§ **Opdracht**: Herhaal letterlijk het stuk uit de tekst over baarmoederoperaties, van "De operaties, vernederende" tot en met "in dit verhaal.".

De operaties, vernederende ervaringen in het ziekenhuis en sombere gedachten worden allemaal benoemd in Vrouwenmantel. Vrouwen die zelf nog niet aan een praatgroep meededen konden zichzelf alsnog herkennen in dit verhaal.
Fotoreportage ‘Het verloop van een baarmoederoperatie’ van Marlies Bosch voor Vrouwen Zonder Baarmoeder
Vrouwen Zonder Baarmoeder (VZB) was oorspronkelijk een VIDO-werkgroep. Later ontwikkelde die zich tot een zelfstandige stichting om steun te geven aan vrouwen die een (onnodige) baarmoeder- en/of eierstokken-operatie hadden ondergaan. Ze verstrekten informatie aan vrouwen die overwogen of aangeraden werden om een operatie te ondergaan en pleiten voor een zorgvuldigere aanpak vanuit de medische praktijk. Destijds overwoog een gynaecoloog de ingreep bij een breed scala aan klachten, zeker als de patiënt boven de veertig was en al kinderen had. Vrouwen werden vaak niet goed geïnformeerd over de consequenties van een dergelijke ingreep.

§ **Te bekijken gegevens**:
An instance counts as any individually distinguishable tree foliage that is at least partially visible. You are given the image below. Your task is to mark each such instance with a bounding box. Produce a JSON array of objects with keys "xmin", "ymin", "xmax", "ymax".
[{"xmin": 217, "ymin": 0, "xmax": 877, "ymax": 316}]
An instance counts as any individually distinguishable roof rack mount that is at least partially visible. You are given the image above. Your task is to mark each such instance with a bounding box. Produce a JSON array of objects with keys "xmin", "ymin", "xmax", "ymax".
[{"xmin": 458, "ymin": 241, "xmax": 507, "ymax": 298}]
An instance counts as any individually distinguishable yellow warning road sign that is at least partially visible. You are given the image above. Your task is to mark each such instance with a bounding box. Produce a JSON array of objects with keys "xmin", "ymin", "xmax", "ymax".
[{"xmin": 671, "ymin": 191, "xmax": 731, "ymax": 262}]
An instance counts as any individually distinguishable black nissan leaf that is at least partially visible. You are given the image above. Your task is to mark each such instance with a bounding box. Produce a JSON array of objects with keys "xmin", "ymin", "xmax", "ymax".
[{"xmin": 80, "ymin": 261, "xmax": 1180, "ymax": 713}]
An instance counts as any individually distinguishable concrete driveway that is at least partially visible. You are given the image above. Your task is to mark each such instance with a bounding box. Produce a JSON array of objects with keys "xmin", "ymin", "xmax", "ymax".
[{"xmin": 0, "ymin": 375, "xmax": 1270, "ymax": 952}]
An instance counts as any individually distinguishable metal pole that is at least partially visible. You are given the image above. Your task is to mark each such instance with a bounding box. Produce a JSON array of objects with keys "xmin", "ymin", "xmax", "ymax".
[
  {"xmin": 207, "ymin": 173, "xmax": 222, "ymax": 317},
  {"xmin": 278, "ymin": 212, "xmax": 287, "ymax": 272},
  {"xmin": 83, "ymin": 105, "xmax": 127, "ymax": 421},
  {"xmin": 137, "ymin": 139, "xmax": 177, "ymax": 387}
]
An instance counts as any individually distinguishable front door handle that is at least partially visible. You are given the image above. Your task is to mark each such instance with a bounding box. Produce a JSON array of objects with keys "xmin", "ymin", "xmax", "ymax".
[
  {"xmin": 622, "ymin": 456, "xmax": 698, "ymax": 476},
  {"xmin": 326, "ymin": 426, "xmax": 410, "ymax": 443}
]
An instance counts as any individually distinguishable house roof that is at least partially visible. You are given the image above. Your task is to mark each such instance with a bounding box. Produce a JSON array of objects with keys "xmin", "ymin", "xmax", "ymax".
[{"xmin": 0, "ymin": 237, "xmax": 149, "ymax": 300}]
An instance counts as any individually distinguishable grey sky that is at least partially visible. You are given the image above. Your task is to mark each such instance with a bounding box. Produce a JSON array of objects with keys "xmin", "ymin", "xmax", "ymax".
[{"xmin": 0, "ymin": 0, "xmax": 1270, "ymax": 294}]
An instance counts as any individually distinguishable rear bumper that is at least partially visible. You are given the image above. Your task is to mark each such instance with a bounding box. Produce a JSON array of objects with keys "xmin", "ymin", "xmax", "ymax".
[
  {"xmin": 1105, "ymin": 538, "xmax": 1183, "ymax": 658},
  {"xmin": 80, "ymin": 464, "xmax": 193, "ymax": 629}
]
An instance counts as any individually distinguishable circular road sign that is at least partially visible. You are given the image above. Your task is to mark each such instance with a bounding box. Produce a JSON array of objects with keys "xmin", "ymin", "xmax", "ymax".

§ **Jouw antwoord**:
De operaties, vernederende ervaringen in het ziekenhuis en sombere gedachten worden allemaal benoemd in Vrouwenmantel. Vrouwen die zelf nog niet aan een praatgroep meededen konden zichzelf alsnog herkennen in dit verhaal.